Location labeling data
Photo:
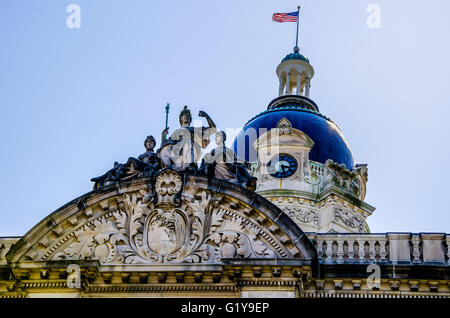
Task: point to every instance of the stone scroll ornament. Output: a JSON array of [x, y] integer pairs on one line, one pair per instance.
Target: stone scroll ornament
[[172, 224]]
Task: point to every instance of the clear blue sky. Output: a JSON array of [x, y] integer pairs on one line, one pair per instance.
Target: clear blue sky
[[73, 101]]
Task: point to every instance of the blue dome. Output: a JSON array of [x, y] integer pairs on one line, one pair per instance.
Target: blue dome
[[329, 142], [295, 56]]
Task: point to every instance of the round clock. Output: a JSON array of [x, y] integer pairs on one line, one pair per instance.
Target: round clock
[[282, 166]]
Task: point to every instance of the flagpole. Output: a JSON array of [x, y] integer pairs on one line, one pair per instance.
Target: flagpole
[[296, 38]]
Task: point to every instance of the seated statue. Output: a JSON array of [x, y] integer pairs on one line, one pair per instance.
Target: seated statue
[[146, 165], [222, 163]]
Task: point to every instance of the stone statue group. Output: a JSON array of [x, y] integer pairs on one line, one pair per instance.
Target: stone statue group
[[182, 152]]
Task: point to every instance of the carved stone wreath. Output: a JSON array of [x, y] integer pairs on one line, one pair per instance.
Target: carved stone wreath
[[300, 215], [350, 220], [168, 226]]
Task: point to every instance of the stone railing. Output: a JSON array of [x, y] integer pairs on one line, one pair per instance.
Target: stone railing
[[393, 248]]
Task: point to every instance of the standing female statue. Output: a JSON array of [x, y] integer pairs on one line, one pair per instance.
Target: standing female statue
[[183, 150]]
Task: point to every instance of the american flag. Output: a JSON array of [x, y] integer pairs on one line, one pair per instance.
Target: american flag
[[285, 17]]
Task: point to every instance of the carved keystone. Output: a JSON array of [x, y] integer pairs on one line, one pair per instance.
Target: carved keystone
[[274, 228], [338, 283], [44, 242], [73, 220], [44, 274], [104, 205], [356, 284], [434, 286], [261, 219], [179, 278], [395, 285], [162, 278], [217, 277], [58, 231], [276, 272], [257, 272], [107, 277], [125, 277], [413, 285], [143, 278], [198, 278], [320, 284]]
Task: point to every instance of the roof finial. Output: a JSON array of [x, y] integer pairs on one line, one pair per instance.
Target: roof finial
[[296, 49]]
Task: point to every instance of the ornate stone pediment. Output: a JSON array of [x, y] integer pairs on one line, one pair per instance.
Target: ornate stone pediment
[[174, 219]]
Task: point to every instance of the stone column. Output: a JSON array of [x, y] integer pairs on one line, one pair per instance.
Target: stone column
[[280, 89], [299, 83], [287, 90], [399, 247], [433, 247], [307, 86]]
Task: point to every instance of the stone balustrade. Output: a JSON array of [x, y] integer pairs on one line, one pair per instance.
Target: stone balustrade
[[389, 248]]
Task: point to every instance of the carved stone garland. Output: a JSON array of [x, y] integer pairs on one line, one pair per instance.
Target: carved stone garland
[[169, 226]]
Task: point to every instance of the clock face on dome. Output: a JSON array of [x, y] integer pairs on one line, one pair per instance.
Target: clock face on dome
[[282, 166]]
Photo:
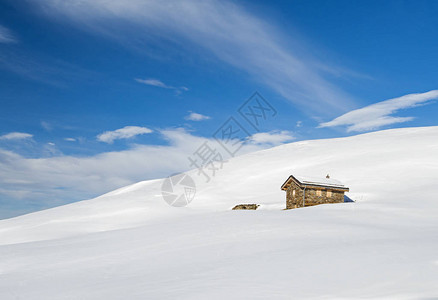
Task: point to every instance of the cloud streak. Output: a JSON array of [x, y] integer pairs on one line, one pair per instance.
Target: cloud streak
[[196, 117], [379, 114], [221, 28], [16, 136], [159, 83], [126, 132], [272, 138], [44, 182]]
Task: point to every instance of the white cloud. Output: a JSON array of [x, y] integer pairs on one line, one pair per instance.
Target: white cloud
[[222, 28], [46, 125], [379, 114], [16, 136], [159, 83], [6, 36], [69, 178], [196, 117], [122, 133], [272, 138]]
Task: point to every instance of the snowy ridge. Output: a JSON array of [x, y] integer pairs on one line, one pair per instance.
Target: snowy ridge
[[130, 244]]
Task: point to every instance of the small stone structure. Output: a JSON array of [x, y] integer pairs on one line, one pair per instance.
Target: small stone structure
[[304, 191], [246, 206]]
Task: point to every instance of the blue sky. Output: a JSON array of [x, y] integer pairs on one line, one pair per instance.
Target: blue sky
[[99, 94]]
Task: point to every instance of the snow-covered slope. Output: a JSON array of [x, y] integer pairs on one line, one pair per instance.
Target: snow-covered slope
[[130, 244]]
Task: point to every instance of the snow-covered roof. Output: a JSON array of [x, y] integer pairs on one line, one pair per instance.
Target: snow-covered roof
[[317, 181]]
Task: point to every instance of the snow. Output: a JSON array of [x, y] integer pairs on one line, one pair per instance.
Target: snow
[[319, 181], [130, 244]]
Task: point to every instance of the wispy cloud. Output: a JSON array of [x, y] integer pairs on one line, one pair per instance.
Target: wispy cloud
[[122, 133], [222, 28], [272, 138], [70, 178], [6, 35], [379, 114], [16, 136], [196, 117], [159, 83]]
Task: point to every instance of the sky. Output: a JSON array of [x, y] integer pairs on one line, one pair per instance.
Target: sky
[[96, 95]]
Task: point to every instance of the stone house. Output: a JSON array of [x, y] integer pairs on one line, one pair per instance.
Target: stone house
[[304, 191]]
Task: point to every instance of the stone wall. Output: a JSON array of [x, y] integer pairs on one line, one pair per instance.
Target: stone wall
[[311, 197]]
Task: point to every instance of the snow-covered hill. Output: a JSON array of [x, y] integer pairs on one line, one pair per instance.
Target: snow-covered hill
[[130, 244]]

*Directive*.
Could you render the stretch of the data from its start through the line containing "[[172, 224]]" as a numbered list, skipping any blank lines and leaving the picture out?

*Answer*.
1. Photo:
2. Task: point to every instance of the stone scroll ornament. Output: a JSON array of [x, y] integer pairs on one line, one pair per instance.
3. Target: stone scroll ornament
4. [[172, 224]]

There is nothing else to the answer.